Objective
Extract each line in the rows below that contains the word "rear".

---

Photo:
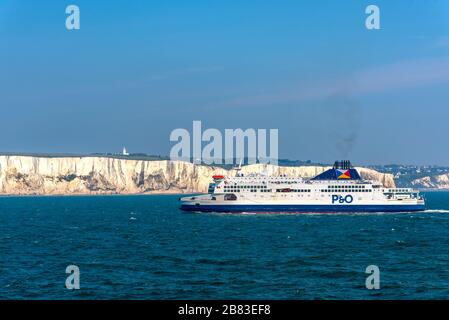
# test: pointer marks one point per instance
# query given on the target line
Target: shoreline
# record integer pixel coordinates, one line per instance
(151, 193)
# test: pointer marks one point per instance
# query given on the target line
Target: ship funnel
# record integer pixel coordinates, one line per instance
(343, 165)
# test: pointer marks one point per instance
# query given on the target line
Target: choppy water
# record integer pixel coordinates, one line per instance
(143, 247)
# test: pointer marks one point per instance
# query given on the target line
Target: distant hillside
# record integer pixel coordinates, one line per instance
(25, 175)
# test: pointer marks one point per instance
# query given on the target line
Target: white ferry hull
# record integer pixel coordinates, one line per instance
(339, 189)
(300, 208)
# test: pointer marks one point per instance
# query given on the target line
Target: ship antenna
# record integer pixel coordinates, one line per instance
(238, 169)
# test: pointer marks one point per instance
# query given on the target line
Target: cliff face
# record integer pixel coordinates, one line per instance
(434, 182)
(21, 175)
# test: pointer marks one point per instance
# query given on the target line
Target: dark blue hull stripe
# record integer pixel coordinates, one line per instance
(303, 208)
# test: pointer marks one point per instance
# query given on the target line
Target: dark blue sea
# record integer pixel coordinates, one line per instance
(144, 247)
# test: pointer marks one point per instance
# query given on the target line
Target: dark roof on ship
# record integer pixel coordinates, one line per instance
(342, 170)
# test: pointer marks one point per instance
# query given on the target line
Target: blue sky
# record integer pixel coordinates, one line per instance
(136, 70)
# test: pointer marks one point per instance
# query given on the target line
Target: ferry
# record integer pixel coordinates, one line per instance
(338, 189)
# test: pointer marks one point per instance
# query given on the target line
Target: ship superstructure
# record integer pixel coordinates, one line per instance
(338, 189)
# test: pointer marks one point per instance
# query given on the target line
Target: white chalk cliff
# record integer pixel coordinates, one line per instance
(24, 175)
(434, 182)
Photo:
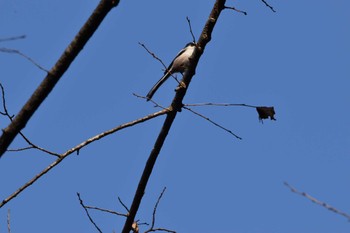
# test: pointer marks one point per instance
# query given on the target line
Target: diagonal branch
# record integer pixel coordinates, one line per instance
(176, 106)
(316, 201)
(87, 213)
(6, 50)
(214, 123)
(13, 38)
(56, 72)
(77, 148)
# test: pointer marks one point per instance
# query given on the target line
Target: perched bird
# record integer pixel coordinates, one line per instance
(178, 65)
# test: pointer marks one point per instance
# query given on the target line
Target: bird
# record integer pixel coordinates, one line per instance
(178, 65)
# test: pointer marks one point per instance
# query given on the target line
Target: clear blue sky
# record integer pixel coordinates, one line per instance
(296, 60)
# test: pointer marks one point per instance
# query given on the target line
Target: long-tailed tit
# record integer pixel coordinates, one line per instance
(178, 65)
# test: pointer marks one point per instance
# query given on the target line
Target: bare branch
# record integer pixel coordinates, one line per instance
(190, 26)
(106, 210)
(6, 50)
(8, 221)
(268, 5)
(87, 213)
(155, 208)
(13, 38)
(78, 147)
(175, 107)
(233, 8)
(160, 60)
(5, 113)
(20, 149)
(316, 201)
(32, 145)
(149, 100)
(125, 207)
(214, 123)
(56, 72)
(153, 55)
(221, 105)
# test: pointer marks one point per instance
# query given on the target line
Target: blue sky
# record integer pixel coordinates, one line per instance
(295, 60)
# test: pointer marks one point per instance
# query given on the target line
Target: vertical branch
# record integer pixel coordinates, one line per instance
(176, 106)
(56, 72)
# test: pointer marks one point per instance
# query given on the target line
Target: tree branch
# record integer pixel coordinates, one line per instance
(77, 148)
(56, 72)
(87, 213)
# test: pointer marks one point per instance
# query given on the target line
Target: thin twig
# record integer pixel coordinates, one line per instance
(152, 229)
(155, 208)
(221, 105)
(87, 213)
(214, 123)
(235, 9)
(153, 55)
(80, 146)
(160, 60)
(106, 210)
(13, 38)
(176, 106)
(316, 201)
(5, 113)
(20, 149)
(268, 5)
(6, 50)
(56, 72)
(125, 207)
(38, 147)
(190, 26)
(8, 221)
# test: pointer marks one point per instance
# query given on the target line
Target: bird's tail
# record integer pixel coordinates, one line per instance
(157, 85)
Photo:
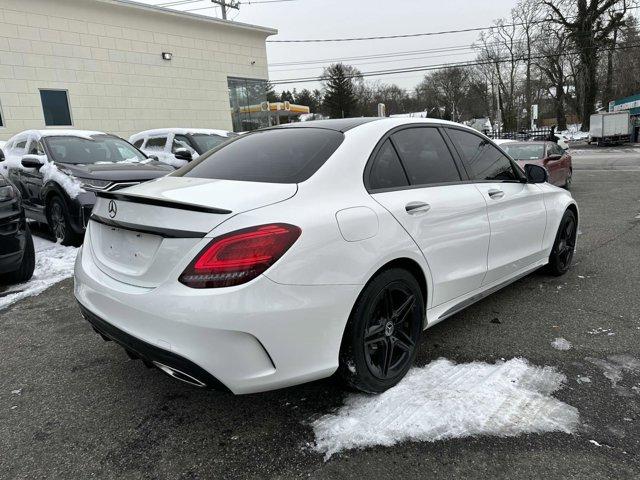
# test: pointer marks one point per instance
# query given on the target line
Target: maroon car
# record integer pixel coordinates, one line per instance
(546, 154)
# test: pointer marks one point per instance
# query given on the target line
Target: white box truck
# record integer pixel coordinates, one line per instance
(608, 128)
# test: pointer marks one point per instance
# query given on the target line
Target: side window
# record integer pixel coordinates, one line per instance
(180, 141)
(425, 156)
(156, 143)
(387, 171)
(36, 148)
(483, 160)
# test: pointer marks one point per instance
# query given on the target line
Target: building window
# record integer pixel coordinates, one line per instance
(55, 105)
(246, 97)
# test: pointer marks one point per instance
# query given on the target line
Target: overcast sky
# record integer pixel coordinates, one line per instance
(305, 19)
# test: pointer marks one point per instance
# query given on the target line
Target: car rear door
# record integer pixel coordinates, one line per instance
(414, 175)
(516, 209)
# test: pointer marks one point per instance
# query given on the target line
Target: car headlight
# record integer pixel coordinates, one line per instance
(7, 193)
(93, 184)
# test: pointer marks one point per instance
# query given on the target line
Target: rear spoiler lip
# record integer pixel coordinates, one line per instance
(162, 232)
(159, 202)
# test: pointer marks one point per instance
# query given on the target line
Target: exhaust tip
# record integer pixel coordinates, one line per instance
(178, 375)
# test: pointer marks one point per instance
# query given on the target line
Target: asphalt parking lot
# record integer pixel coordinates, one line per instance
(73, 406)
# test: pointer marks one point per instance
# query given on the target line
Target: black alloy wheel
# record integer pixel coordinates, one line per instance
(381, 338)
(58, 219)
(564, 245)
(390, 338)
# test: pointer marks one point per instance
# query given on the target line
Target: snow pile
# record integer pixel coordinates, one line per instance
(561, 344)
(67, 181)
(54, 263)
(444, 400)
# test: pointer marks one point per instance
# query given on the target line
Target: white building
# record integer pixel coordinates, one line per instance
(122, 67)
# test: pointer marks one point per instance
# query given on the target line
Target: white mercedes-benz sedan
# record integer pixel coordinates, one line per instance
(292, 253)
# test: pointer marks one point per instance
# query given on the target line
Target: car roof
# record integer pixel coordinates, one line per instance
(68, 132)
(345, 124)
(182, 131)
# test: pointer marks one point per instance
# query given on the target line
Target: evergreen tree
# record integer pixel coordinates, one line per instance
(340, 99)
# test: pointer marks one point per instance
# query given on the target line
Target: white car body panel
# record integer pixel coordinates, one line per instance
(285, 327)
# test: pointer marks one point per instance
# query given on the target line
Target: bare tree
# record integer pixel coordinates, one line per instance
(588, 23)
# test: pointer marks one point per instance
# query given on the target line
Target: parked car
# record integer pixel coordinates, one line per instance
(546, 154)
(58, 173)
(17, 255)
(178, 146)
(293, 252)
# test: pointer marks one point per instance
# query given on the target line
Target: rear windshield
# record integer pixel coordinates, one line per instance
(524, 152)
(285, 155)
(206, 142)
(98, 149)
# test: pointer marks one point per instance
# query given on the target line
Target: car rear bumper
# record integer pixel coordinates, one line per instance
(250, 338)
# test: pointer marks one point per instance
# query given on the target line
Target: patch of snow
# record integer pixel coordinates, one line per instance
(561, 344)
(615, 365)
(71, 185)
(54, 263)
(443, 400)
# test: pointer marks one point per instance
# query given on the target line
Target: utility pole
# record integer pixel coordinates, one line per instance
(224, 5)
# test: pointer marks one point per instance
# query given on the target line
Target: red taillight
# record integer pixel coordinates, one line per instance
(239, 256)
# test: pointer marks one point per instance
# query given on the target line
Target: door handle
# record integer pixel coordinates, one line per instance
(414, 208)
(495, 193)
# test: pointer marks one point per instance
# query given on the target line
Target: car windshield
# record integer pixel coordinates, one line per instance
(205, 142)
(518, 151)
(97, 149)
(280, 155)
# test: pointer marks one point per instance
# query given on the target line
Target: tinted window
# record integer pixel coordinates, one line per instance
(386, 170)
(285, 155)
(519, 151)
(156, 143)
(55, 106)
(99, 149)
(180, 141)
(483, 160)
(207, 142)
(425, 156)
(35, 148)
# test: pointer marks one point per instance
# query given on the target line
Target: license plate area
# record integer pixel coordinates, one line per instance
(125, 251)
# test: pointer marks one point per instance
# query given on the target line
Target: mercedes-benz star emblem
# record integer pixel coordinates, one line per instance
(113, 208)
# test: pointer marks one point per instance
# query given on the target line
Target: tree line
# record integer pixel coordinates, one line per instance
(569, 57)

---

Solution to the problem
Target: car rear door
Target: rear spoiler lip
Target: rear windshield
Target: car rear bumper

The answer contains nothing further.